▸ **DATASET**:

-------------------------

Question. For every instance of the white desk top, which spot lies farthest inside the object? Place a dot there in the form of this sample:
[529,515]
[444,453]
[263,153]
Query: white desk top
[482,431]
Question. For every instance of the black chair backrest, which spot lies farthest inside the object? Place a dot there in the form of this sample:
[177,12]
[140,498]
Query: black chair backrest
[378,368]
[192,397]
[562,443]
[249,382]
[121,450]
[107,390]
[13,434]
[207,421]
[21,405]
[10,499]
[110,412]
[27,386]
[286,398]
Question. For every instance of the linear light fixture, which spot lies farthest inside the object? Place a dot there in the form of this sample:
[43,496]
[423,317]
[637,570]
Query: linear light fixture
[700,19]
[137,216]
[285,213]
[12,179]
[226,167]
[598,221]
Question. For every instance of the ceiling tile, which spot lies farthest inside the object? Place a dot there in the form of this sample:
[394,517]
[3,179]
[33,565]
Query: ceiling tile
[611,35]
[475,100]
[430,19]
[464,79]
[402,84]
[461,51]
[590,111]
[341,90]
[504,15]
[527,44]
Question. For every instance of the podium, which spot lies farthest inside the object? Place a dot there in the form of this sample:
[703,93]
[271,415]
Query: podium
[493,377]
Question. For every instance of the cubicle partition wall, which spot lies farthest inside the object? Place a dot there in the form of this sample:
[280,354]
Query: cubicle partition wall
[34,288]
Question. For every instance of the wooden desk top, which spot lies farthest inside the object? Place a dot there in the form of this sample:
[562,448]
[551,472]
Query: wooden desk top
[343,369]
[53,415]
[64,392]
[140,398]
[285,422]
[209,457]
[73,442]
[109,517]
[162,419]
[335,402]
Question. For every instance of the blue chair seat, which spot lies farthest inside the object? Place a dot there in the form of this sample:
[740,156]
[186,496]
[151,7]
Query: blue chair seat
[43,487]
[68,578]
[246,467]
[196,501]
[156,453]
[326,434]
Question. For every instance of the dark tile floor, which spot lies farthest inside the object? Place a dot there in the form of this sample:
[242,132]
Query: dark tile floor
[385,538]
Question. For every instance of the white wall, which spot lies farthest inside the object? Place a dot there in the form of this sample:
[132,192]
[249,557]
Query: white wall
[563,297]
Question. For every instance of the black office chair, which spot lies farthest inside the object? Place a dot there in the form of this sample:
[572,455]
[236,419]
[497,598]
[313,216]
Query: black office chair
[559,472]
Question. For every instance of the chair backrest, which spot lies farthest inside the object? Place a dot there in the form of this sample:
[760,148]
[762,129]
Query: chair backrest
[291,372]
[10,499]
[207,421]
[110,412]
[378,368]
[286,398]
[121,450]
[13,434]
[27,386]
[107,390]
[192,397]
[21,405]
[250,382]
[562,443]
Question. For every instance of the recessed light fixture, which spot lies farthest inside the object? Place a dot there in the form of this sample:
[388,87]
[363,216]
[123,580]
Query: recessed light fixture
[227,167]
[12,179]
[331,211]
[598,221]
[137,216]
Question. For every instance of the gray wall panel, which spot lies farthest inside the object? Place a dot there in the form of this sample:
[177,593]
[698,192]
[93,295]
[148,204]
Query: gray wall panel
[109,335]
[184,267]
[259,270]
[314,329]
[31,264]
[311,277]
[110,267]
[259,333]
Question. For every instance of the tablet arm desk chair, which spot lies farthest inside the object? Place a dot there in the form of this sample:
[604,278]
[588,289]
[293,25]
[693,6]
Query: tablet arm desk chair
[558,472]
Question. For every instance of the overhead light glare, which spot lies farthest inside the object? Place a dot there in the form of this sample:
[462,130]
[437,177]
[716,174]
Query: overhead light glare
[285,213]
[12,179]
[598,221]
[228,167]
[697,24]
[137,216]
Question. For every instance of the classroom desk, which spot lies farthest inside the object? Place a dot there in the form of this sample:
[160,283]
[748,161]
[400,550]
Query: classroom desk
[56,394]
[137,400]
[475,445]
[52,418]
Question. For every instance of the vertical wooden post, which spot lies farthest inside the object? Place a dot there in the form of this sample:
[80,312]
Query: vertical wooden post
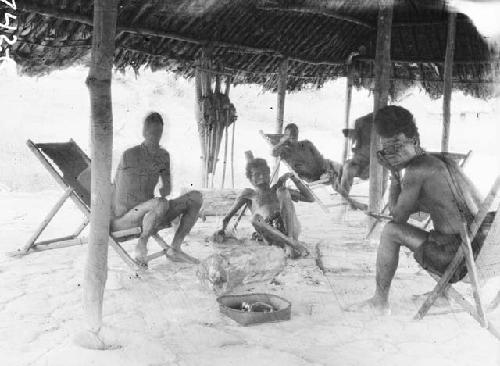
[448,85]
[280,113]
[226,131]
[232,156]
[381,96]
[348,99]
[199,116]
[101,127]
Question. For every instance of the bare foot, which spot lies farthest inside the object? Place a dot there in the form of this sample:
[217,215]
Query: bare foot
[140,255]
[177,255]
[441,301]
[372,306]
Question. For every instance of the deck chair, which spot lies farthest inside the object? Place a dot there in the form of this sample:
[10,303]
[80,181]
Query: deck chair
[465,252]
[65,161]
[273,139]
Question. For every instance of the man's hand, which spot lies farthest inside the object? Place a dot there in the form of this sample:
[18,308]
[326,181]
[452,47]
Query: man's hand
[282,180]
[164,192]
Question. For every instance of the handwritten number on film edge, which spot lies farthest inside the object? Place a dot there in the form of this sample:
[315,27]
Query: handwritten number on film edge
[6,25]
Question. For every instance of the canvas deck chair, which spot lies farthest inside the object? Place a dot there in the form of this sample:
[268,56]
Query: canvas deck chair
[65,161]
[273,139]
[465,252]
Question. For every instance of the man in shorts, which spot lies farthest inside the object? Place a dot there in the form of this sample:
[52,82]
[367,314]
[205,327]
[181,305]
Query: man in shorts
[419,182]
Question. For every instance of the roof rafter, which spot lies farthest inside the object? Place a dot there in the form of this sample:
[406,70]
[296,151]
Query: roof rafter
[324,12]
[71,16]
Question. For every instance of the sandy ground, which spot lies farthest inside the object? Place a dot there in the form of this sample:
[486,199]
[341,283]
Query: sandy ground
[167,317]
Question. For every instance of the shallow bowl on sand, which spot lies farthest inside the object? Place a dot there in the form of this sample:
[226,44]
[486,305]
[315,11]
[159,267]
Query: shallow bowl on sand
[231,305]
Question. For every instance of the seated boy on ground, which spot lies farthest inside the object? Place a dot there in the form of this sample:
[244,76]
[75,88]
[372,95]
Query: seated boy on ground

-------------------------

▸ **HOW TO COMPLETE THIS TASK**: Output every record above exactly, leaving out the pictures.

▸ **ANSWER BELOW**:
Question. For every instance of the white desk top, which spot lies farthest inside the object? Place a dot there in the form of this sample:
[529,515]
[444,453]
[263,153]
Query: white desk top
[482,431]
Question. For every instance of the black chair backrest, which spot lies farthest inside the object? Place a dot there in the form of this sample:
[177,12]
[140,498]
Query: black chair backrest
[378,368]
[192,397]
[562,443]
[249,382]
[121,450]
[107,390]
[13,434]
[207,421]
[21,405]
[10,499]
[110,412]
[27,386]
[286,398]
Question. For every instance of the linear light fixture, which spot lies farthest inside the object? Place a dot there in the form of this sample:
[43,496]
[423,317]
[637,570]
Query: linear light fixture
[700,19]
[137,216]
[285,213]
[12,179]
[226,167]
[598,221]
Question. For every instance of the ceiling tile, which spot lies farthest inside the object? Place a dot there in the form of this sample:
[394,517]
[3,179]
[33,565]
Query: ceiling tile
[611,35]
[475,100]
[430,19]
[464,79]
[402,84]
[461,51]
[590,111]
[341,90]
[504,15]
[527,44]
Question. For every instance of the podium, which spot lies farthest inside the object? Place a dot there in the form of this sample:
[703,93]
[271,415]
Query: podium
[493,377]
Question. For every instance of the cubicle partition wall, which spot lies farthest inside the object? Place a dot there in the form of this sample:
[280,354]
Query: cubicle partition wall
[34,288]
Question. For every instance of the wooden desk top, which spot lies farthest inside the object? Place a dot there in the form of this sample:
[562,448]
[551,472]
Query: wooden desk top
[343,369]
[53,415]
[64,392]
[140,398]
[285,422]
[209,457]
[73,442]
[109,517]
[162,419]
[335,402]
Question. For every instance of the blue chair seat, which spot lies farthest inside the object? Place a dot there in the form of this sample:
[740,156]
[186,496]
[151,7]
Query: blue chair seat
[43,487]
[68,578]
[246,467]
[196,501]
[156,453]
[326,434]
Question. For every instance of the dark tile floor, which spot lies farthest inside the object? Place a dot there in the form of this sample:
[242,132]
Query: dark tile floor
[385,538]
Question. For every instance of the white wall, which spot lies farthest inside the object? Place a dot there in the form of this sample:
[132,192]
[249,557]
Query: white wall
[563,297]
Question. For every instance of the black office chair, which spot lies farthest inside the object? Place a dot there in the form of this sample:
[572,455]
[236,419]
[497,598]
[313,216]
Query: black office chair
[559,472]
Question. For every instance of the chair backrest, which spot lies farthest inside the object? Place a dot there in the form of this sample:
[760,148]
[762,129]
Query: chair backrest
[291,372]
[10,499]
[207,421]
[110,412]
[378,368]
[286,398]
[121,450]
[13,434]
[27,386]
[107,390]
[192,397]
[21,405]
[250,382]
[562,443]
Question. For every instance of the recessed light fixture, which spot lies farthest inside the object? Place a dot there in the form of this sample:
[388,87]
[363,216]
[123,580]
Query: recessed light fixture
[227,167]
[12,179]
[331,211]
[598,221]
[137,216]
Question. For every instance of the gray wall panel, which spot lies farthest inside the object? Place a dot there in the form of this sample:
[177,593]
[698,192]
[93,295]
[148,204]
Query: gray wall panel
[109,335]
[184,267]
[259,270]
[314,329]
[31,264]
[311,277]
[110,267]
[259,333]
Question. For every instance of the tablet arm desk chair, which spot lies farthest inside the object? Place a dot there in the form of this sample:
[604,278]
[588,289]
[293,25]
[693,6]
Query: tablet arm desk chair
[558,472]
Question. For every instance of the overhead light glare, which spot lies farthest inside the object? Place a dot there in the form of this sample:
[462,130]
[437,177]
[716,174]
Query: overhead light glare
[285,213]
[12,179]
[598,221]
[228,167]
[697,24]
[137,216]
Question. For every instance of the classroom desk, which spot lies farthest inside the object? Place a dot there in the form of this sample:
[160,283]
[748,161]
[400,550]
Query: classroom desk
[56,394]
[137,400]
[475,445]
[52,418]
Question. For every instance of the vertical wooden post, which spot lies farthest inside the object? Place a dot there in the form of this sample:
[80,312]
Query: vertical wooden post
[448,85]
[280,113]
[226,131]
[232,156]
[381,96]
[348,99]
[199,116]
[101,127]
Question. For every instance of the bare foot, which spot lies farthest inside the object? Place a dot there in the form of this sample:
[217,215]
Query: bare foot
[140,255]
[177,255]
[441,301]
[372,306]
Question. For every instance of the deck chair, which spot lies farthest inside the object? Place a dot there in the form of this sample:
[10,303]
[80,181]
Query: deck chair
[465,252]
[65,161]
[273,139]
Question. For every instance of the man's hand, which spot lies farthest inside the object? Place a dot there in the form of this sample:
[18,308]
[326,181]
[452,47]
Query: man's hand
[282,180]
[164,192]
Question. For every instance of the handwritten number on film edge, which spot lies farthest inside the object? Place a dot there in the form of this sample:
[315,27]
Query: handwritten number on film edge
[6,25]
Question. For every instance of the canvas deck chair, which spot lies farthest inside the object? Place a dot there in the form of this sample:
[268,56]
Query: canvas deck chair
[65,161]
[273,139]
[465,252]
Question. For every instance of the man in shorts, which spot lies farthest inside the object? Place a dot there in the form of this sample:
[52,82]
[367,314]
[205,327]
[181,305]
Query: man in shorts
[419,182]
Question. For every instance of the roof rafter, which spot lies farthest inside the object? Place a dot there in the form of this sample:
[406,70]
[296,151]
Query: roof rafter
[324,12]
[71,16]
Question. For every instance of the sandy ground, which spot lies farthest inside the object? Place a dot there in the form of this sample:
[486,199]
[341,283]
Query: sandy ground
[167,317]
Question. For every instance of the shallow bowl on sand, which spot lies farthest inside the object? Place a dot there in the form of this sample:
[226,44]
[486,305]
[315,11]
[159,267]
Query: shallow bowl on sand
[231,305]
Question. For every instance of the seated boy on ground, which spot lies farthest inside the object? Place a dot there in the form of this sample:
[244,76]
[75,88]
[372,95]
Query: seated boy on ground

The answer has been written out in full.